-------- Given data --------
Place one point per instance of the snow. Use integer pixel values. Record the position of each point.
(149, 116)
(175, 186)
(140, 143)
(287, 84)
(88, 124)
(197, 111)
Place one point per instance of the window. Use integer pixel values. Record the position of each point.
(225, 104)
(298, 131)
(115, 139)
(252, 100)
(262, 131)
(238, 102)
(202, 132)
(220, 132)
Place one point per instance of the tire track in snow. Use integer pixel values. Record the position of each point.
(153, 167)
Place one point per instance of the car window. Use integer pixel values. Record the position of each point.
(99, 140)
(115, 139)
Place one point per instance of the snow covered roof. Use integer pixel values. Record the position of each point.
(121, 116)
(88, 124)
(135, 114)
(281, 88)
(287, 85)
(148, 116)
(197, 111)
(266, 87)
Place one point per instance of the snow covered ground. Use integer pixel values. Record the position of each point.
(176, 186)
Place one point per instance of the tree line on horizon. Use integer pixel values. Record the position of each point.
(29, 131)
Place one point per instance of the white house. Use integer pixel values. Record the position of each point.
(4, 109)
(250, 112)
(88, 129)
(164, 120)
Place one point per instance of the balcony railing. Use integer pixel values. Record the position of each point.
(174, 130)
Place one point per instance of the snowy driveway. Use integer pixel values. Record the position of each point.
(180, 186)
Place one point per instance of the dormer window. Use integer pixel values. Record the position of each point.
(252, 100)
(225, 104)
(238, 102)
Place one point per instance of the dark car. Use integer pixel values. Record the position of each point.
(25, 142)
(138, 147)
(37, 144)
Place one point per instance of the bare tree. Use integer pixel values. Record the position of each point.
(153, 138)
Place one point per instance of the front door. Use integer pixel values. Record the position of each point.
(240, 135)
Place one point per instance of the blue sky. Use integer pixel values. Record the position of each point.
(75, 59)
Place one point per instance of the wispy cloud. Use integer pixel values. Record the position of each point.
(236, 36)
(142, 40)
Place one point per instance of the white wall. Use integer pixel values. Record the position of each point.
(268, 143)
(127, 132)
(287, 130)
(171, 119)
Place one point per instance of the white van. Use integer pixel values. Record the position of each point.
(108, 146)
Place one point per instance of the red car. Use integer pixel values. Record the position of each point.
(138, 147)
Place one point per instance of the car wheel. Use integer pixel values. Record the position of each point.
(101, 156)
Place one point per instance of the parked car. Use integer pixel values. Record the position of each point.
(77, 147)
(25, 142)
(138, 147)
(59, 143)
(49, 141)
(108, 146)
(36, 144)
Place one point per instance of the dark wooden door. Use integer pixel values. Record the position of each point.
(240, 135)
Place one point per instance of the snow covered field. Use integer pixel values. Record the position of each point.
--------
> **Written instruction**
Could you give the lines from the one containing "Place one point per instance of the red" through the end of the records as a Markdown table, with a Row column numbering each row and a Line column holding the line itself, leaving out any blank lines?

> **Result of the exercise**
| Row | Line |
|---|---|
| 1 | Place one point per instance of the red car. Use integer pixel values. Record the position of each point. |
| 2 | (138, 147) |
| 3 | Place one point per instance of the car wheel. Use integer pixel values. Record the position of each point. |
| 4 | (101, 156) |
| 5 | Place one point per instance of the parked car. Use integer pixel values. Record the position of each point. |
| 6 | (77, 147) |
| 7 | (25, 142) |
| 8 | (138, 147) |
| 9 | (59, 143) |
| 10 | (49, 141) |
| 11 | (108, 146) |
| 12 | (36, 144) |
| 13 | Place one point per instance of the dark wooden door. Use integer pixel values. Record the position of each point. |
| 14 | (240, 135) |
| 15 | Place one point per instance of the snow covered field. Use integer pixel values. Record the position of each point. |